Aim of the task:
Name every writer mentioned by name in the piece on reading at university.

Source extract:
== Segment start ==

The bookworm, reading for hours in the library, is the quintessential picture of university life. This is often contrasted with individuals who enjoy a night out rather too much! Neither is completely the case: university is about balancing a whole range of different priorities and working out what is most important.
Reading is most certainly a serious part of university. In preparation for moving to Warwick last year, I read few books that specifically offered university advice. Instead, the website The Student Room provided excellent guidance regardless of course or location. Skimming through the website occasionally, especially in the last few weeks before my departure, was a great source of reassurance.
I am an avid bookworm. Reading has been an important part of my life for many years. My desire to ensure this continued at university was strong. Still, there was some anxiety. Would I have time to read? Could my interest in the literary world suddenly fall apart? I’m pleased to say there was both plenty of time and my love of books remains as strong as ever.
My attachment to Kindles and e-books has never been strong. However, most of the reading for my university degree took place online. Thanks to the Moodle reading lists, I very rarely needed to pick up a physical from the library. Ironically, it became a source of irritation if the university didn’t have the book available online.
In the evenings, I would occasionally read a fiction book unrelated to any part of my university course. That form of escapism is so important, particularly when tight deadlines are around the corner
Even so, attending the library introductory sessions is worth the time and energy. Though this may be virtual during the pandemic – and not seem like the most exciting activity – they will be really helpful in the long term. From checking out a book to using the printer, finding the best place to sit to using all the available tools at your disposal, those sessions are a great way to make your library work for you. Often, I completed lots of my reading in the library, for it was simply a quiet place that allowed me to get on with the work without any distractions.
I rarely read for pleasure in the library, though. Separating business from pleasure is really important, not least in a humanities degree. In the evenings, I would occasionally read a fiction book unrelated to any part of my university course. That form of escapism is so important, particularly when tight deadlines are around the corner. Similarly, I would often arrive early for lectures and seminars despite only living minutes away – punctuality has always been an important part of my life. I would then sit and read beforehand, as there wouldn’t be enough time to do any other work and plus, learning would take place soon anyway. Rewarding myself with a fictional read didn’t feel like a guilty pleasure. And it shouldn’t.
There is ample opportunity to join different societies with a shared appreciation for books and plays
Culture is all around us. Despite the pandemic, cities are still rooted in literary history, with real life locations often forming the basis of famous plots that keep readers gripped. With Coventry set to become the UK City of Culture in May 2021, its fictional history is likely to receive widespread attention. The great poet Philip Larkin was brought up in Coventry where his father was the city treasurer. Widely regarded as one of the finest 20th century poets, his upbringing will have played an impact on his later life. Similarly, the author George Eliot was born nearby to Nuneaton, with Coventry playing a key part in her famous text Middlemarch.
Modern appreciation for literature also still takes place. Though most second years live in Leamington Spa, the nearby town of Kenilworth holds a regular Arts Festival. In 2017, the participants included the novelists Kit de Waal and Sarah Moss, while in 2018 the guests over the 10 days included the nature writer John Lewis-Stempel and the novelist Fiona Mozley. It is amazing to think that just around the corner lurks such hidden, yet exciting, literary events.
Panicking about finding time to read is unnecessary. There is ample opportunity to join different societies with a shared appreciation for books and plays. Reading can be as unique or collective as a person wants it to be, the choice really is up to them. Arriving at university, it can feel like taking part in every opportunity possible is essential. Things don’t have to be like this. Bringing a hobby from home to university, like reading for pleasure, can happen. Besides, if you’re ever short of literary inspiration, there’s always a Waterstones in Leamington to enjoy.

== Segment end ==

Available data:
== Segment start ==

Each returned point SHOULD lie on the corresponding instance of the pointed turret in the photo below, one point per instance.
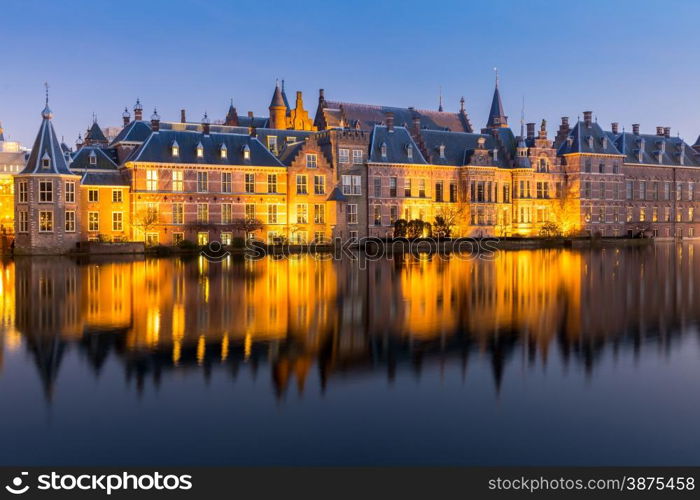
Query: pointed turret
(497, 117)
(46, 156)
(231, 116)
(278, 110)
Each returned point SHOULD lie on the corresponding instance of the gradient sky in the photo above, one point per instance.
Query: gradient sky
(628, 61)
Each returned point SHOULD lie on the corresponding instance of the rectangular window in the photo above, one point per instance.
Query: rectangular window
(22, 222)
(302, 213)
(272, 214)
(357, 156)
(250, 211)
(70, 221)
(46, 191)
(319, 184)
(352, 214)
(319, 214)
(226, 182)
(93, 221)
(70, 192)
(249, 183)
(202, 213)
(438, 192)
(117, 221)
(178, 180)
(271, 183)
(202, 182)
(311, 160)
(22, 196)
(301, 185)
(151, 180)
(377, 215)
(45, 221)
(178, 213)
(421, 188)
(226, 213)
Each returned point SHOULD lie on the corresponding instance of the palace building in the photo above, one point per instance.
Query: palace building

== Segment end ==
== Segment start ==

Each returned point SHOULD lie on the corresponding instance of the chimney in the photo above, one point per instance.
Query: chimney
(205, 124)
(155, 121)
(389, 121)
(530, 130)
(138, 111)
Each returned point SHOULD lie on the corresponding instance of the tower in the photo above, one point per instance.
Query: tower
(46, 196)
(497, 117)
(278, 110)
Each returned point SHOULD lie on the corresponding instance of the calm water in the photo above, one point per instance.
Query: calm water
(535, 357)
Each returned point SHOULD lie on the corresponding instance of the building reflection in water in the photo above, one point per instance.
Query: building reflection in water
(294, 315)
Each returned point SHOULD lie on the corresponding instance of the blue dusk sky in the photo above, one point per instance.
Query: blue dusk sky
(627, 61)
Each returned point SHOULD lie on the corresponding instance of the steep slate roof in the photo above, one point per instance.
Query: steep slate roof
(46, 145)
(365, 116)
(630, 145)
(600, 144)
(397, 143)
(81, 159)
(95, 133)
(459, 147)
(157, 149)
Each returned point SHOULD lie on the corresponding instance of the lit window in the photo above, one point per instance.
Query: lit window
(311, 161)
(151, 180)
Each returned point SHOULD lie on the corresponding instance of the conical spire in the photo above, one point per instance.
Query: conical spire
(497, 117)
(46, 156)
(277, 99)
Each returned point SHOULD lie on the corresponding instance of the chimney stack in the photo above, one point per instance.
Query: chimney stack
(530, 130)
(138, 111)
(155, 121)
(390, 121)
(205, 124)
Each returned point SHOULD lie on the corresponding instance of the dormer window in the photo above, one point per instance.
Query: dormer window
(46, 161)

== Segment end ==
== Segment start ==

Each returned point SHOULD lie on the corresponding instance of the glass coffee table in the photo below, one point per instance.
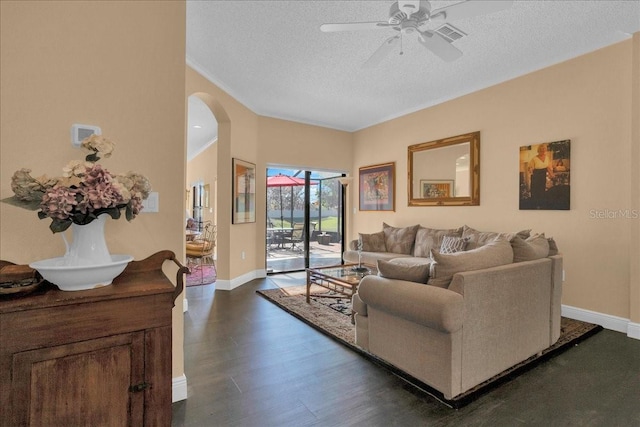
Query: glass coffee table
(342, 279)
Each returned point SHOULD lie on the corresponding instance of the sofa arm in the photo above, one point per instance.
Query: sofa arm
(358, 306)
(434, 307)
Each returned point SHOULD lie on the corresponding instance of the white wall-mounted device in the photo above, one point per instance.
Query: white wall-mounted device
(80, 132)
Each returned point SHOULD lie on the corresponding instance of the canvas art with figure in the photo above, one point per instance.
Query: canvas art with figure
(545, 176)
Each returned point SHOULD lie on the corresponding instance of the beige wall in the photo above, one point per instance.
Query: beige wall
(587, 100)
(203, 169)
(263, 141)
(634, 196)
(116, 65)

== Segment end ==

Task result:
Philip Larkin, George Eliot, Kit de Waal, Sarah Moss, John Lewis-Stempel, Fiona Mozley